TASK: Pull out everything from the line containing "wooden marker pole | locate" down to the end of the items, and reproduce those lines without any change.

═════ SUPPLIED RECORDS

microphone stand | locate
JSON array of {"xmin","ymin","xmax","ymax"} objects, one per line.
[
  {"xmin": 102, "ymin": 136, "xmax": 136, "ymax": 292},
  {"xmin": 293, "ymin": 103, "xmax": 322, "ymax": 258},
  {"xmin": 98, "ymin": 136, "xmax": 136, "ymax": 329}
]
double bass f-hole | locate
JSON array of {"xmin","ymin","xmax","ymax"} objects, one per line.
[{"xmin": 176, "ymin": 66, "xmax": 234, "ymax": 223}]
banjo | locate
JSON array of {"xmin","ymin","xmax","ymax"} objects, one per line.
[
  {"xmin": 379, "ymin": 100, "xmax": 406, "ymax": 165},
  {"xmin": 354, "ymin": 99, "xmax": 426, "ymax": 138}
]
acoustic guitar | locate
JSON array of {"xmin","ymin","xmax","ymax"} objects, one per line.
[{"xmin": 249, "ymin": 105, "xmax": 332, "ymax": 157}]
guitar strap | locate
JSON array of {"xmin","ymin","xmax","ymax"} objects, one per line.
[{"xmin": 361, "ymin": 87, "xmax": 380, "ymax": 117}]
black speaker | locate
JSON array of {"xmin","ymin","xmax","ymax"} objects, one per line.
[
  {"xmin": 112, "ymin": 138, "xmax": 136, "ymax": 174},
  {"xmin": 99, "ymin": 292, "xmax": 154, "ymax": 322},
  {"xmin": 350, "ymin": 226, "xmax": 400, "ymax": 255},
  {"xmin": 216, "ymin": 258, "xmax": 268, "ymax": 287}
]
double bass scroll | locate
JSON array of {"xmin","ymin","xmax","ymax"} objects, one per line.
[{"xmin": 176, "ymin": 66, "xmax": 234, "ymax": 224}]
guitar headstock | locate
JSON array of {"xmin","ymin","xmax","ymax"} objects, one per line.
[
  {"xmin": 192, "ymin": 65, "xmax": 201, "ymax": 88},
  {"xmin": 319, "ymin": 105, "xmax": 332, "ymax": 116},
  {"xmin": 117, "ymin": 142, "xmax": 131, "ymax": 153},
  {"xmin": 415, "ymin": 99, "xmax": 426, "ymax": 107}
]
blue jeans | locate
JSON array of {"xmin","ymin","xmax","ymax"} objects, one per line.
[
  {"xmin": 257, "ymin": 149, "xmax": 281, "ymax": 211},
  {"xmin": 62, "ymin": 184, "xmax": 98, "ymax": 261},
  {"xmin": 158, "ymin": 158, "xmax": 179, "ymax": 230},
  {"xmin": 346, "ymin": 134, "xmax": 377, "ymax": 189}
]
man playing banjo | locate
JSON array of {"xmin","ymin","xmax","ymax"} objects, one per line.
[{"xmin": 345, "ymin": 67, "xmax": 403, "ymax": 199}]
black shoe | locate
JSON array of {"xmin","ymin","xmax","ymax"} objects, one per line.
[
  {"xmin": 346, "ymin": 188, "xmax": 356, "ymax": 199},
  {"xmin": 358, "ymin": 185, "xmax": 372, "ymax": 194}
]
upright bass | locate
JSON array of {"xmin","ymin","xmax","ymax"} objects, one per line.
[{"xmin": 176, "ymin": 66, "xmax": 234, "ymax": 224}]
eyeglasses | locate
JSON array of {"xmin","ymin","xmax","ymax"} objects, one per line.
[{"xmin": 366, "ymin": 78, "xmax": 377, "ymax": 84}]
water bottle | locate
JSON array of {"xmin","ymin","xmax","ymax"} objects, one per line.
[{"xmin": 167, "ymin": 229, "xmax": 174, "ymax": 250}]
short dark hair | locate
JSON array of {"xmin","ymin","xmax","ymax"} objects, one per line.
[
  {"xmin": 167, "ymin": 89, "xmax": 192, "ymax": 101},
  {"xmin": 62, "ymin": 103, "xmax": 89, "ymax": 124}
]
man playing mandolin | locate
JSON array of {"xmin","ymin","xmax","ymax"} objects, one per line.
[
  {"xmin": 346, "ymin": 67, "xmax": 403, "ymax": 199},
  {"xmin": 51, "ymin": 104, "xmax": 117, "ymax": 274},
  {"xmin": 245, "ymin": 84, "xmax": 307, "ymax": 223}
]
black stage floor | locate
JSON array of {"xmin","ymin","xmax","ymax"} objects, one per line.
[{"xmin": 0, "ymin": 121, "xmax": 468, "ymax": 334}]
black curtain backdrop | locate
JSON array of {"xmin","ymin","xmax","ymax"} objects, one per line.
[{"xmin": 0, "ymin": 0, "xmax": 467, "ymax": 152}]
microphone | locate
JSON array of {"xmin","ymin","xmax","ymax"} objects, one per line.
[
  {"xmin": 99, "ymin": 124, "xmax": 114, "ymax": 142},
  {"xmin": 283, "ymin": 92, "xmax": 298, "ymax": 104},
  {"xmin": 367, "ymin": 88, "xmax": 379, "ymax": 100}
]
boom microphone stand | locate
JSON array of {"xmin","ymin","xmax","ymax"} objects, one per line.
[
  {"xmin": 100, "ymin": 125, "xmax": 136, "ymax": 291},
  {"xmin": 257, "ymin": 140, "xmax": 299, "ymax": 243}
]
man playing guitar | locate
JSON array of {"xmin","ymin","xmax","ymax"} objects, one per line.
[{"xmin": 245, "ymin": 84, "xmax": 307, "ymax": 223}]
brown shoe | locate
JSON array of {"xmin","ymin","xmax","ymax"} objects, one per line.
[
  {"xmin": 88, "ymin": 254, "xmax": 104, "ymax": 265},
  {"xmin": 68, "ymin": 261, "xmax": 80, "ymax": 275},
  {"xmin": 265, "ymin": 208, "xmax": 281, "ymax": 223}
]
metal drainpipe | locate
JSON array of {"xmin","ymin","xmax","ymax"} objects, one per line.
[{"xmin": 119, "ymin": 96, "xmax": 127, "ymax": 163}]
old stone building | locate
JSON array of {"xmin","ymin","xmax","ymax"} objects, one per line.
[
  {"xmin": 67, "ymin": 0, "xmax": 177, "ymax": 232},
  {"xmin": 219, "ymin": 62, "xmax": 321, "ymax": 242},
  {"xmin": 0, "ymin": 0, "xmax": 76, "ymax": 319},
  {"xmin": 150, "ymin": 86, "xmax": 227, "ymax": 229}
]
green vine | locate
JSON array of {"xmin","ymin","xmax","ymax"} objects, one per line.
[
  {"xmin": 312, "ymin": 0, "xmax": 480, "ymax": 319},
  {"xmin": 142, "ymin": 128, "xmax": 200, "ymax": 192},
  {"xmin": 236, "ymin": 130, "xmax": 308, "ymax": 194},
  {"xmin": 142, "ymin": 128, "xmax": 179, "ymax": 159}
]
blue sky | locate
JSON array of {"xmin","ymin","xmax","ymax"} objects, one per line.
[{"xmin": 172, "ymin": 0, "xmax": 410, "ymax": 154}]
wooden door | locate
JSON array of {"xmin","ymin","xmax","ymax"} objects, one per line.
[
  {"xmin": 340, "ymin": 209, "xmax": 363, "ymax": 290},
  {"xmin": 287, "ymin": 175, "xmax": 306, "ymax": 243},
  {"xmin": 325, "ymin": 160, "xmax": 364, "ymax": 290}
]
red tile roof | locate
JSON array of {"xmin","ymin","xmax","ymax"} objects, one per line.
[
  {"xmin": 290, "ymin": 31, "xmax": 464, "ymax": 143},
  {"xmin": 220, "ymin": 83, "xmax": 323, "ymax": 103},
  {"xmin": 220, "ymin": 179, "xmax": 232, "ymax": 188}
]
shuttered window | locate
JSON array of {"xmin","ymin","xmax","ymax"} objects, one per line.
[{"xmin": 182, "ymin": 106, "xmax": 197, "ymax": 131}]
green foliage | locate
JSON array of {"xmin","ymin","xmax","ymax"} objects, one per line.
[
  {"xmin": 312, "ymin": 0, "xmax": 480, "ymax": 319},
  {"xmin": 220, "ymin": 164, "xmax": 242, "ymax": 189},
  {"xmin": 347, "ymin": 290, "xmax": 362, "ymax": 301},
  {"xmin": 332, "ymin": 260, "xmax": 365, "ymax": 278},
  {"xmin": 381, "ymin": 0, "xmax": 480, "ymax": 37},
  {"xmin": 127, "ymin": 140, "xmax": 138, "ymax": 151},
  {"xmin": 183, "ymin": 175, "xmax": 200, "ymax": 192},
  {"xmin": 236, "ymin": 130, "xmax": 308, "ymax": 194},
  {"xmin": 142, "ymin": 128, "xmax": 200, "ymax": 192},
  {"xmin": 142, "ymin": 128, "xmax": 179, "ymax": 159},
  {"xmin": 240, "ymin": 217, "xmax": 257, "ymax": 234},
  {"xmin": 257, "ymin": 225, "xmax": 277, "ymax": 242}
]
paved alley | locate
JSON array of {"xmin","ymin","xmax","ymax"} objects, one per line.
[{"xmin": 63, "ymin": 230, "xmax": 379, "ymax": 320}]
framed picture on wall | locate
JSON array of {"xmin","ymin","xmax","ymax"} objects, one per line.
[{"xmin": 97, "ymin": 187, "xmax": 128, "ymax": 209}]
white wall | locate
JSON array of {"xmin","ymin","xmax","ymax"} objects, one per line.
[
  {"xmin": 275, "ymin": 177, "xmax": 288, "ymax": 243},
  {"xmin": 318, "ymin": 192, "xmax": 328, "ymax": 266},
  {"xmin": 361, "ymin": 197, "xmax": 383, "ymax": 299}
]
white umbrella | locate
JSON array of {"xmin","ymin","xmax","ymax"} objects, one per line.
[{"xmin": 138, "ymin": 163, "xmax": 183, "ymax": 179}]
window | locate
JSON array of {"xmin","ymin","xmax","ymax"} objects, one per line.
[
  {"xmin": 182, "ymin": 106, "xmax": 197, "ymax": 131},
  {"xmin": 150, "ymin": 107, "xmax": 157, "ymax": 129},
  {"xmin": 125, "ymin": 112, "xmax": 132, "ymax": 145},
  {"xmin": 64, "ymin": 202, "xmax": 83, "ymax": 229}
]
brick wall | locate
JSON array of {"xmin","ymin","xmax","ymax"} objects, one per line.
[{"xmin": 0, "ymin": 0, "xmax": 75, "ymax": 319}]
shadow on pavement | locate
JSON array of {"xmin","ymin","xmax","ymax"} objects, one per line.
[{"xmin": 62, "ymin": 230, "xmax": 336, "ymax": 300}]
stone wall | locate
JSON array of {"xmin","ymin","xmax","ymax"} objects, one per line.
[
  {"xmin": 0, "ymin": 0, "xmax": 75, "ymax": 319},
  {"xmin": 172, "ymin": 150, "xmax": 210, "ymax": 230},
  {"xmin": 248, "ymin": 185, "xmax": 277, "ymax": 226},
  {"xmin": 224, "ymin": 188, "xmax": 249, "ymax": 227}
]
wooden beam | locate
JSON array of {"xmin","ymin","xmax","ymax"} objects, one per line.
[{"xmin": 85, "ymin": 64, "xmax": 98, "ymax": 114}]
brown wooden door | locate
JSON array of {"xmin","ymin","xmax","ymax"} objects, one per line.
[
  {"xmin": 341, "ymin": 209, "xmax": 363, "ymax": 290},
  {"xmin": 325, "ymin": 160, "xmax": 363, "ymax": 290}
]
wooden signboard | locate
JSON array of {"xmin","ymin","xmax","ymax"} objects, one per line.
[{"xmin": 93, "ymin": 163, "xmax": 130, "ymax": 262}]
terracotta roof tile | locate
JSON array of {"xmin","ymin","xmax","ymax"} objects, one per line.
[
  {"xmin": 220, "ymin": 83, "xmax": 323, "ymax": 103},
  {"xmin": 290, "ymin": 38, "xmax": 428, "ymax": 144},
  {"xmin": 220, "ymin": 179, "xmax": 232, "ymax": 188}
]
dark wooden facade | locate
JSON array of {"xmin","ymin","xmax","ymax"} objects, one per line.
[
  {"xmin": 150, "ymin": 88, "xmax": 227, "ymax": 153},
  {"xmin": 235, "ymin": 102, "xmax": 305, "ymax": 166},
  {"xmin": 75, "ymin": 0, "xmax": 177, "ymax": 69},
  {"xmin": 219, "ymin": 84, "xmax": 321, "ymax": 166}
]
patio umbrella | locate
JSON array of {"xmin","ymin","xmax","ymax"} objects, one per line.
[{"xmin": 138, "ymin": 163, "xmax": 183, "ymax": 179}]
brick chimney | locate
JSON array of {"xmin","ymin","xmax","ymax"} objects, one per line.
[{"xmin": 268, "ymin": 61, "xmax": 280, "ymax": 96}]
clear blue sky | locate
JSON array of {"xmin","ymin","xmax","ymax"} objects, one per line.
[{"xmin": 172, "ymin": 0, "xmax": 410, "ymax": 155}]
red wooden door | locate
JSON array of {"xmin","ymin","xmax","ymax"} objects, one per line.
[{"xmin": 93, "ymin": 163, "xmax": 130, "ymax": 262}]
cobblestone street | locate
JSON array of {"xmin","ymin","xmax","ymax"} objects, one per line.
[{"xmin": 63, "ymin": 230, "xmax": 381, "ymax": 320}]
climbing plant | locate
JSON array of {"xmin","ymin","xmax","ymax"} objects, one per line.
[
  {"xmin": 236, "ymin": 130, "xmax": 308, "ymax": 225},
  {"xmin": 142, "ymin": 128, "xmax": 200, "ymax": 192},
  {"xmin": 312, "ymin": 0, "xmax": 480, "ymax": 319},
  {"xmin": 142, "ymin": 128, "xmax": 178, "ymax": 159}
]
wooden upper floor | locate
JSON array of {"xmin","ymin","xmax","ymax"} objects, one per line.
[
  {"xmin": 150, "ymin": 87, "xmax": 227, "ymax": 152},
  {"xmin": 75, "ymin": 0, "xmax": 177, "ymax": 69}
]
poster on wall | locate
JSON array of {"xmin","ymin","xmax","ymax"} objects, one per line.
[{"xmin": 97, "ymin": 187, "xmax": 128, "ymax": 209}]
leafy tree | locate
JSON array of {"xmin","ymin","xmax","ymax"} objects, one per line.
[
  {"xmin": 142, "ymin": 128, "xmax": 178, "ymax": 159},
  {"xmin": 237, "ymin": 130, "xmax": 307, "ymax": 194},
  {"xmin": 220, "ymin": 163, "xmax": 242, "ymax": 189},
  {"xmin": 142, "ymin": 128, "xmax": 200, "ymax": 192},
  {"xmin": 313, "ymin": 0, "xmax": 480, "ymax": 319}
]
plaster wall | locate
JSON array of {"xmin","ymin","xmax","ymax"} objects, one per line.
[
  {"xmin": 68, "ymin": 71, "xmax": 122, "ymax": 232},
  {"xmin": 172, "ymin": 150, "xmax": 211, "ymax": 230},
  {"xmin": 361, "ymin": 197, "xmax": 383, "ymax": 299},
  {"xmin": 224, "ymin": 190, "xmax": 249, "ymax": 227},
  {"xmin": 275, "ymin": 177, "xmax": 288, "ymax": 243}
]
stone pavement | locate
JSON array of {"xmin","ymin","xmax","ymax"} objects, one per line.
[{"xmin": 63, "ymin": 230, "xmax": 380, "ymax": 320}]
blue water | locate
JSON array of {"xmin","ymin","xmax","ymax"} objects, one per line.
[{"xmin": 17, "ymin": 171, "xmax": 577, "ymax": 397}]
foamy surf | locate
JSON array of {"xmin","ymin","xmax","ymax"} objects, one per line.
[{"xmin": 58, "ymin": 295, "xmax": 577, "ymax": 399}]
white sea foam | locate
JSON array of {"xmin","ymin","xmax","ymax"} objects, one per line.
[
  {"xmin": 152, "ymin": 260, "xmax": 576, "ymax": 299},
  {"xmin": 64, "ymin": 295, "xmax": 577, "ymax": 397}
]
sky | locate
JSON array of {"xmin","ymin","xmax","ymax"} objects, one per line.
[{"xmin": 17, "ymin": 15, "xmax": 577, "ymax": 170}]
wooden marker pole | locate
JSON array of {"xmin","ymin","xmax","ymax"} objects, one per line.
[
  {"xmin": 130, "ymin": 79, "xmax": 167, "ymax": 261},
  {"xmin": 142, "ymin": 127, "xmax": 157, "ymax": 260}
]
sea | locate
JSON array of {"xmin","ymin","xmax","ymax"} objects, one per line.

══════════

SOLUTION TO THIS PROBLEM:
wooden marker pole | locate
JSON array of {"xmin","ymin","xmax","ymax"} objects, one per line.
[
  {"xmin": 130, "ymin": 79, "xmax": 167, "ymax": 261},
  {"xmin": 142, "ymin": 127, "xmax": 157, "ymax": 260}
]
sea | locate
JSON array of {"xmin","ymin","xmax","ymax"} objects, one per line.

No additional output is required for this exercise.